- Selected extract:
Article 3 details the Fiscal Compact that the countries will sign up for. It is like signing up to walk off a plank overlooking the Grand Canyon.

We read:

1. The Contracting Parties shall apply the following rules, in addition and without prejudice to the obligations derived from European Union law:

a) The budgetary position of the general government shall be balanced or in surplus.

b) The rule under point a) shall be deemed to be respected if the annual structural balance of the general government is at its country-specific medium-term objective as defined in the revised Stability and Growth Pact with a lower limit of a structural deficit of 0.5 % of the gross domestic product at market prices. The Contracting Parties shall ensure rapid convergence towards their respective medium-term objective. The time frame for such convergence will be proposed by the Commission taking into consideration country-specific sustainability risks. Progress towards and respect of the medium-term objective shall be evaluated on the basis of an overall assessment with the structural balance as a reference, including an analysis of expenditure net of discretionary revenue measures, in line with the provisions of the revised Stability and Growth Pact.

c) The Contracting Parties may temporarily deviate from their medium-term objective or the adjustment path towards it only in exceptional circumstances as defined in paragraph 3.

- Directive a:
Copy the rows word for word, from the first row through the line containing "A location is", with both ends included, and leave the picture out.
The Fiscal Compact passage above has no connection to the rows that follow it.

- Data section:
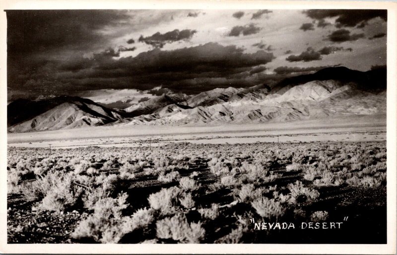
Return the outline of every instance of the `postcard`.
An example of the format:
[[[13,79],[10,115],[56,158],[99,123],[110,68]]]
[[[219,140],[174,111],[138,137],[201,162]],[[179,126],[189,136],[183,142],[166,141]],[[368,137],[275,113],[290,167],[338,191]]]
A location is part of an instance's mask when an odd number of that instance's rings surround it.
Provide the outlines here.
[[[1,5],[1,252],[395,254],[396,2]]]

- Directive b:
Repeat the Fiscal Compact passage word for word, from "Article 3 details" through "or in surplus.", with both ends included.

- Task solution a:
Return the outline of every instance of the `postcard`.
An example of the format:
[[[13,79],[10,115],[56,158],[99,123],[110,68]]]
[[[219,140],[174,111],[138,137],[201,162]],[[179,126],[189,136],[183,142],[166,141]],[[368,137],[275,113],[290,167],[338,191]]]
A location is part of an instance's mask when an odd number of that instance's rings surround it.

- Task solution b:
Article 3 details the Fiscal Compact that the countries will sign up for. It is like signing up to walk off a plank overlooking the Grand Canyon.

We read:

1. The Contracting Parties shall apply the following rules, in addition and without prejudice to the obligations derived from European Union law:

a) The budgetary position of the general government shall be balanced or in surplus.